━━ DATASET EXCERPTS ━━

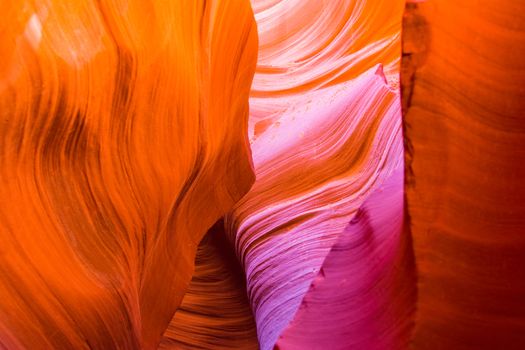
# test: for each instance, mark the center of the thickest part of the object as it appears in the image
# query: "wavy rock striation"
(464, 74)
(115, 130)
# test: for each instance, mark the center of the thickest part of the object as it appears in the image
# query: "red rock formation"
(117, 121)
(463, 81)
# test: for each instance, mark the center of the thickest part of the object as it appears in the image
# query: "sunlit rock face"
(118, 121)
(325, 130)
(463, 84)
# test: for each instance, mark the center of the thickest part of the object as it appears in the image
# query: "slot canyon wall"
(264, 174)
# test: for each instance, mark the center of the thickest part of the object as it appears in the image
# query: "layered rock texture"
(273, 174)
(464, 88)
(118, 122)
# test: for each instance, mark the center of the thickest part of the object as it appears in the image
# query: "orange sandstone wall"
(463, 78)
(116, 122)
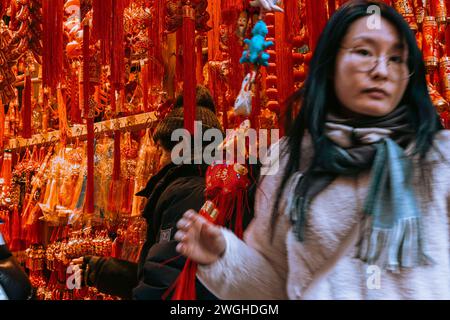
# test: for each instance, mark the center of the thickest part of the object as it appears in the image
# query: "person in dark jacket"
(14, 282)
(171, 192)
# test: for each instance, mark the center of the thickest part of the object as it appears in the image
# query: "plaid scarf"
(390, 236)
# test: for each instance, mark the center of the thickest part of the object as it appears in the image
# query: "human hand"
(200, 240)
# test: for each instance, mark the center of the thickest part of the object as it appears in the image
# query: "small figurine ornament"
(256, 46)
(243, 104)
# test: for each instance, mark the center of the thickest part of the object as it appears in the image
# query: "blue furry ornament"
(256, 46)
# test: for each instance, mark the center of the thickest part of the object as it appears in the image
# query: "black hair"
(317, 95)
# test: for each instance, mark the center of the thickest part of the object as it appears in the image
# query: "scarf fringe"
(393, 249)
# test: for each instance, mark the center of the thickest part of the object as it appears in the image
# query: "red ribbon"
(52, 51)
(26, 108)
(189, 68)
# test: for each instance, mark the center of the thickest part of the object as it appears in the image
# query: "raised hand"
(200, 240)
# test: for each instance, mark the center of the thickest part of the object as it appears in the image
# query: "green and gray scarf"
(391, 236)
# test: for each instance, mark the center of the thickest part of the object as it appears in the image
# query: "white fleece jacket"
(323, 266)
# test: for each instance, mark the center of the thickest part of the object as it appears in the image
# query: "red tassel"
(5, 228)
(26, 105)
(102, 26)
(316, 18)
(7, 169)
(284, 65)
(75, 112)
(225, 112)
(52, 52)
(16, 243)
(180, 61)
(116, 163)
(199, 62)
(86, 62)
(90, 167)
(145, 76)
(236, 68)
(230, 10)
(190, 81)
(2, 123)
(293, 21)
(156, 32)
(118, 48)
(331, 7)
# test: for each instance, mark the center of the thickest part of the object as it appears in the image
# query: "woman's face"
(363, 86)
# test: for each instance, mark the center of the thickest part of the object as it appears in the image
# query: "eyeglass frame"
(377, 62)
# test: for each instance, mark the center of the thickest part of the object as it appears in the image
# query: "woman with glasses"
(360, 206)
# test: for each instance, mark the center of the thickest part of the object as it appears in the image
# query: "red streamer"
(189, 67)
(316, 18)
(118, 47)
(86, 62)
(52, 51)
(26, 108)
(230, 10)
(75, 112)
(102, 26)
(293, 23)
(284, 65)
(116, 163)
(145, 76)
(90, 167)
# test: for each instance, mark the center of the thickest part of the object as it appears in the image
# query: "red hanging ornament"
(316, 18)
(118, 47)
(292, 16)
(16, 242)
(226, 187)
(145, 76)
(284, 64)
(230, 10)
(85, 74)
(26, 107)
(189, 67)
(102, 26)
(53, 45)
(75, 112)
(90, 167)
(2, 123)
(430, 51)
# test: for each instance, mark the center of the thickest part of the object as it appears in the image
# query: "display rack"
(130, 123)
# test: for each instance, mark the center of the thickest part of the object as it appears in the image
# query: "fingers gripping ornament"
(256, 46)
(226, 191)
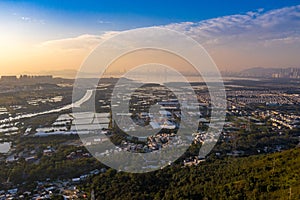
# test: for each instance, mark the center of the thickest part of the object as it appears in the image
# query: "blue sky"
(238, 34)
(74, 17)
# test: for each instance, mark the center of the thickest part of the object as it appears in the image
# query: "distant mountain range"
(257, 72)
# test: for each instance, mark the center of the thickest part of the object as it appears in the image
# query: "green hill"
(273, 176)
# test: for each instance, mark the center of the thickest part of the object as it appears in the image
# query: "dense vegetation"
(273, 176)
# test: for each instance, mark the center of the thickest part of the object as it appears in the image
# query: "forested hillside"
(273, 176)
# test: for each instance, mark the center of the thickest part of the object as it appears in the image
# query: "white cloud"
(256, 38)
(252, 26)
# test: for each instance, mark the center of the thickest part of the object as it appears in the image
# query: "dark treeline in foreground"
(273, 176)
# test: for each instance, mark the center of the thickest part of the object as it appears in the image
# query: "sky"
(40, 36)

━━━

> **DIRECTION**
Count the lines in the records above that contain the word "ornament", treating case as significant, and give only the number.

> **TASK SOLUTION**
4